# TASK OBJECTIVE:
Continue the article on escape clauses in Toronto home sales, starting after its last sentence.

# SOURCE DOCUMENT:

At first glance the four-bedroom, four-bath detached house in Scarborough — complete with white panelling and a bright-red front door — seems like just another recently sold Toronto property.
But both the buyers and the sellers have a way out.
The deal is under an “escape clause,” according to sales data on real estate company HouseSigma’s website.
The condition, listed in small orange font in the bottom left-hand corner of the listing, was “very rarely” seen during the height of the GTA’s real estate frenzy, said Robert Marsiglio, real estate sales representative with Valery Real Estate Inc.
But they’re becoming more common, he said, along with other conditions that buyers were warned off during the pandemic peak.
The escape clause in particular can give them the peace of mind that if their home or condo doesn’t sell in today’s chillier market, they can exit the deal.
“I just think there’s more of a willingness to negotiate from sellers, and maybe not even so much of a willingness as a necessity, to sell homes right now.”
It depends on the exact deal but in general, an escape clause is when the sale is conditional on the purchaser selling their own property, Marsiglio said, for example within 60 days.
To “sweeten” things for the seller, they are still able to show the property during this period, and, typically, if they get a better offer, the purchaser has a short timeline to either firm up or walk away. If the seller doesn’t sell their home they can also get out of the sale.

# SUPPLIED DATA:
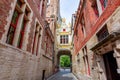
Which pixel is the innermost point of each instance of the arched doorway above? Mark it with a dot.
(64, 53)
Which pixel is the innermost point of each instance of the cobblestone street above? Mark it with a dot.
(63, 75)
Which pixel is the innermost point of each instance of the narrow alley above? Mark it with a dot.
(60, 39)
(64, 74)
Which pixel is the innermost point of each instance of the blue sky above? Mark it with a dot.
(67, 8)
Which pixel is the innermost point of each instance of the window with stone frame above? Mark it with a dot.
(36, 41)
(103, 33)
(95, 8)
(64, 39)
(83, 26)
(20, 18)
(12, 28)
(43, 6)
(103, 3)
(86, 61)
(23, 26)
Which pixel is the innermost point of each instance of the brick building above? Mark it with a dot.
(97, 40)
(23, 32)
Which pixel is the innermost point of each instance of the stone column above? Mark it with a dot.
(99, 7)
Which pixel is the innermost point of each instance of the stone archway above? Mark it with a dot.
(64, 52)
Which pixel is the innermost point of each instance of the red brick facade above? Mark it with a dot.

# ANSWER TO THE PROBLEM:
The buyer at 565 Rouge Hills Dr., the detached home in Scarborough, has one month to sell their own home, said Knox Meng, a salesperson with Nu Stream Realty (Toronto) Inc. who is on the listing.
In the meantime, the seller can keep showing the property, and if the buyer doesn’t sell their own home in that time frame the seller can accept another offer.
It’s the first such escape clause he’s seen, he said, but he expects he will encounter more.
Such clauses generally help buyers but introduce more uncertainty for sellers, Meng added. Instead of wrapping up the sale they have to wait for another one to go through, and it might not.
Anne Alkok, broker of record with digital real estate company Wahi, said much of the “softness” in the market she’s seeing is with condos. As many of those buyers are purchasing their first homes, an escape clause doesn’t make sense for them.
But a buyer who’s moving up, from a condo to a semi, for example, might want to consider one, she said, in case it takes longer to sell the condo than they expected.
Alkok, who works in both Toronto and Calgary, said she’s only seen one escape clause, on a recent deal in Calgary where the buyers were selling their own home under a conditional offer.
“The market for a number of years was so active that you could have put that offer in, but it would not likely be accepted,” she said.
She’s also seeing more buyers putting in home inspection and financing clauses, as well as a status certificate condition for condo deals that allows the buyer’s lawyer to inspect the status certificate to see if there’s any lawsuits and if there’s enough money in the reserve fund for repairs.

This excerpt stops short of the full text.